Pero, ahí, el grupo de periodista decide hacer un recorrido por esa parte, casi nada serpeteante, del Balsas, abordar la lancha de un pescador nativo, de más de treinta años.
El paso de trayecto es impresionante, en el inicio el afluente divido al área industrial con la urbana, luego, la primera con la portuaria, y en medio las imponentes embarcaciones.
Se va de aquí allá, hasta visualizar, de izquierda a derecha, el puerto industrial, en su apogeo y más allá, el aún rústico territorio guerrerense, solo moteado por la termoeléctrica.
En la boca de la desembocadura del Balsas con el Pacífico las olas se agigantan y al golpetear la lancha ocasionan brincas, vacíos en el estómago y sentidos en alerta.
El pescador, con cierta impotencia, con resignación, explica el por qué no puede adentrarse más hacia el mar, las olas rompen con mucha fuerza y “de ahí no se sale”.

> _Tareas_
A - Según el fragmento sobre el recorrido en lancha por el Balsas, ¿por qué el pescador no puede adentrarse más hacia el mar?
B - Continúa el fragmento sobre el recorrido en lancha por el Balsas a partir de su última oración.

[Datos extraídos de una colección]
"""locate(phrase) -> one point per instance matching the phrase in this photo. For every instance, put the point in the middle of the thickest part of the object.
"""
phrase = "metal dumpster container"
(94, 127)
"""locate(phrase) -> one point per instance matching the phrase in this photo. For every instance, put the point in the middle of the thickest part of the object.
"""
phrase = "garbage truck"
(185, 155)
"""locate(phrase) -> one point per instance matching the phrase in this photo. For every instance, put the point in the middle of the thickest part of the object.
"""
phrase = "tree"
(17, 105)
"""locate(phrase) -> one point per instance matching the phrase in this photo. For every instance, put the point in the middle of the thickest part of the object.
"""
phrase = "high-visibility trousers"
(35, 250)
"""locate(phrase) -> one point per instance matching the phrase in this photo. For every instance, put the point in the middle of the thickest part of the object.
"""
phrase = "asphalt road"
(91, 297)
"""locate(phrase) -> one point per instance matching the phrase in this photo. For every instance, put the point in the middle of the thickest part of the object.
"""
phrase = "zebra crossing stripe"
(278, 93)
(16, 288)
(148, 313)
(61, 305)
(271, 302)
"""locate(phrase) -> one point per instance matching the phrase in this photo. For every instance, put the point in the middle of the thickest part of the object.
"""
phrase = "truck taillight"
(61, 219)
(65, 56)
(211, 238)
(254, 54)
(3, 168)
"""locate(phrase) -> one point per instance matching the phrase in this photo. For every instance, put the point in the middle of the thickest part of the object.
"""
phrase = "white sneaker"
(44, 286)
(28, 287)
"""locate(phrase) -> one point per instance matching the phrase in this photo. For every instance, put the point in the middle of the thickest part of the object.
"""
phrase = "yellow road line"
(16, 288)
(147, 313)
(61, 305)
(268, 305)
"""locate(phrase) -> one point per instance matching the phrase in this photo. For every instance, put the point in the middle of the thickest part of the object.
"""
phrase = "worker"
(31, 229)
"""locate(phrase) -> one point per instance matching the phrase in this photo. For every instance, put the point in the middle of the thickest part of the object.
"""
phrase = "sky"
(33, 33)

> _Resultados del ejercicio_
A - Porque las olas rompen con mucha fuerza y "de ahí no se sale".

B -
Sin embargo, ese el punto que deseábamos estar, ahí, en la boca. La luz de día pega de frente al puerto y a las terminales de contenedores de costado.
En el retorno, es inevitable, las grúas—enormes jirafas en la imaginación—se dibujan en el cielo a contraluz, la torre de control portuaria, yace ahí con sus 30 metros de altura.
“¿cuándo nos han mandado un papel oficial donde diga que no se pueden tomar fotos?”
Más allá, la acerera se dibuja horizontal, más acá, frente a nosotros, a menos metros, resalta un buque de contenedores, intenso e inmenso.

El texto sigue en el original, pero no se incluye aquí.